▸ **Directions**:
- a) According to the article about the bridging lender ABC, what is the company's average loan size?
- b) In the listing, begin at the line that has "[segment] **white cloud**" and stop after the line that has "[[[149,51],[139,43],[128,43],[119,50],[130,59],[150,55]]]". Reproduce only those lines, substituting "storm cloud" for "white cloud" and leaving everything else unchanged.
___ Selection
For a number of bridging lenders the prospect of lending almost purely on sizeable commercial investments would not just be scary, but unthinkable.

However, there is a player operating in the current bridging market that is not only focusing on these more unconventional deals, but genuinely loves them.

The family-run, commercial bridging lender Alternative Bridging Corporation, (ABC), accepts that it is unlike other short term lenders. Managing Director, Jonathan Rubins, described his first meeting with the bridging finance trade body, the Association of Short Term Lenders, (astl), as an “eye opener”, realising just how different their business model is, compared to their contemporaries.

“I outlined what we did and the other lenders all looked at me as if I was mad – but then they told me what they did and I looked at them as if they were mental,” he recalls.

So why the unconventional route?

According to Jonathan, ABC are property lenders that prefer to deal with property-minded professionals. “It’s just straight-forward, black and white, asset-minded lending based on numbers,” Jonathan reveals, banging his hand emphatically on the table in the firm’s sleek offices in Finchley.

With a relatively small team of 10 in the office, doing little deals often does not interest the company, they may complete fewer loans than other lenders but their average loan size is larger, standing tall at £600,000 – well above the industry average. ABC admits that it rarely extends finance under £150,000 as smaller deals can tend to be more work, with less sophisticated borrowers facing more difficult circumstances.

That’s not to say that dealing solely in commercial markets is all smooth sailing – what about when commercial property values dropped off a cliff and banks became scared of their own shadows?

“We went through a horrendous period.” Jonathan admits, “We’ve survived it and it has brought us new opportunities but it really was an era-changing event. People we’d known and worked with for years suddenly disappeared; we had never seen anything as aggressive as this. I think everyone will say that even the recession of ’91 was nothing compared to this.”

He tells a story that on the day that the investment bank Lehman Brothers collapsed, sixteen large houses in St John’s Wood came on the market suddenly. Calling this “unheard of”, he says: “It’s scary to think that the value of your stock is plummeting through the floor.”

Fortunately, ABC were not involved in this particular deal, neither were they too exposed to the full horrors of 2008, they hadn’t dipped their fiscal feet in development lending, they hadn’t lent on shopping malls and town centre projects and made it through the worst – although the commercial markets are still far from a return to golden years.

“We’ll be bumping along the bottom for a long period of time,” Jonathan predicts, “there are still low transactional levels, auctions are exceptionally quiet and there is still a certain nervousness about property that hasn’t disappeared yet.”

However, Jonathan is hopeful about the future of bridging finance. He speaks of a new generation of younger lenders, who have left behind the reputation of backdoor lending and dodgy characters that once dominated the sector.

He does, though, issue a word of warning to those commercial-phobic lenders: “There are now a lot more bridging firms out there, and they’re all fighting over a very small part of the market (residential chain breakers). Competition will take on new levels before long.”

As for ABC, they see their competition coming from the clearing banks rather than their fellow astl members and with predictions that banks will not enter the market “in a meaningful way” for at least a year, they’ll carry on with what they know best, specialising in commercial loans and auction finance. Despite talk of subdued activity, last month they completed a loan of £3.5 million and say that the appetite to lend is still very much there.

“Brokers often think that we’re snobby,” Jonathan muses. “We’re not snobby, but we do have very specific requirements. However, we also have two business development managers who are always on hand to listen to brokers and we’re open for business, so keep calling.”
______
___ Given records
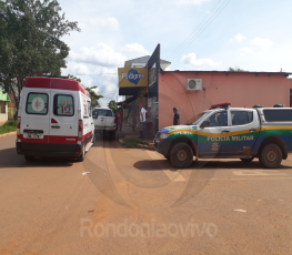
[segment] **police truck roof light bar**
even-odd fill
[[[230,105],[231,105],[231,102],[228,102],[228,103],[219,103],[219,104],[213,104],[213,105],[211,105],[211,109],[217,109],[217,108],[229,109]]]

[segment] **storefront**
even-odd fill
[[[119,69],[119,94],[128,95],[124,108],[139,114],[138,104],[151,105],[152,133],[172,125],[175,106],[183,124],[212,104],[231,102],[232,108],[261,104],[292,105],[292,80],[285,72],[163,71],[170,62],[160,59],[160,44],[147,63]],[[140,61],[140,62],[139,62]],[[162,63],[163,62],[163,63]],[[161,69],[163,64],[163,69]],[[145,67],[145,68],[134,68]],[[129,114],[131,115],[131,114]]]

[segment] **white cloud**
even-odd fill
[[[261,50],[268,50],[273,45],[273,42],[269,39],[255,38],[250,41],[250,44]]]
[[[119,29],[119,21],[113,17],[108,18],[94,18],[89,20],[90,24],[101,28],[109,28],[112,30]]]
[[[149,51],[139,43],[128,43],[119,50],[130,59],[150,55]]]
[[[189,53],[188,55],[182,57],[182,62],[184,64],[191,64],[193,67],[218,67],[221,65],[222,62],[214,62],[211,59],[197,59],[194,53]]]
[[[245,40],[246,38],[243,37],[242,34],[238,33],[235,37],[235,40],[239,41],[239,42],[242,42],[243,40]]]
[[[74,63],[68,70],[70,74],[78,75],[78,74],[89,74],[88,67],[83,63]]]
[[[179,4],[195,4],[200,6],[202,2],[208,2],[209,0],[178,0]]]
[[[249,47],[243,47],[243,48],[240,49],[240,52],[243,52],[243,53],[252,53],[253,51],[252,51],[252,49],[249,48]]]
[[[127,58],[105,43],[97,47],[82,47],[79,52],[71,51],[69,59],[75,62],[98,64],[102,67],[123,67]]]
______
___ Given records
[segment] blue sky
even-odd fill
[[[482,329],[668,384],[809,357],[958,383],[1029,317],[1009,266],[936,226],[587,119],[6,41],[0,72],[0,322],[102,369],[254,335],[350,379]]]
______
___ Given records
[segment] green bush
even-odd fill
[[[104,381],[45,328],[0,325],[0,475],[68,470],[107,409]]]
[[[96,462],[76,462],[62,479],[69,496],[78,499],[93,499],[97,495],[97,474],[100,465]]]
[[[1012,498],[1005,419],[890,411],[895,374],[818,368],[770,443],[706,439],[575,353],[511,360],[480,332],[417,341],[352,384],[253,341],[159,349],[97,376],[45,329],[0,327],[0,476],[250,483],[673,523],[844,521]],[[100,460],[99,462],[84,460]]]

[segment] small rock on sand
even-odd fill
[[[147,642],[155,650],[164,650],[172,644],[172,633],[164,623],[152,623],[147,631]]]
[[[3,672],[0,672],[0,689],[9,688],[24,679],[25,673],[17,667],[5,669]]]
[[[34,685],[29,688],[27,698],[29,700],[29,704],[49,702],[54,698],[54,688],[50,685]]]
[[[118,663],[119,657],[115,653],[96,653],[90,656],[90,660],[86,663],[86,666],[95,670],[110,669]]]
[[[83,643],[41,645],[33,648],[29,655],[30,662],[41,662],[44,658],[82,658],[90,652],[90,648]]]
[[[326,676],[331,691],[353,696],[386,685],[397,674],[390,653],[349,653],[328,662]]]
______
▸ **Responses to the tasks**:
- a) £600,000

- b)
[segment] **storm cloud**
even-odd fill
[[[261,50],[268,50],[273,45],[273,42],[269,39],[255,38],[250,41],[250,44]]]
[[[119,29],[119,21],[113,17],[108,18],[94,18],[89,20],[90,24],[101,28],[109,28],[112,30]]]
[[[149,51],[139,43],[128,43],[119,50],[130,59],[150,55]]]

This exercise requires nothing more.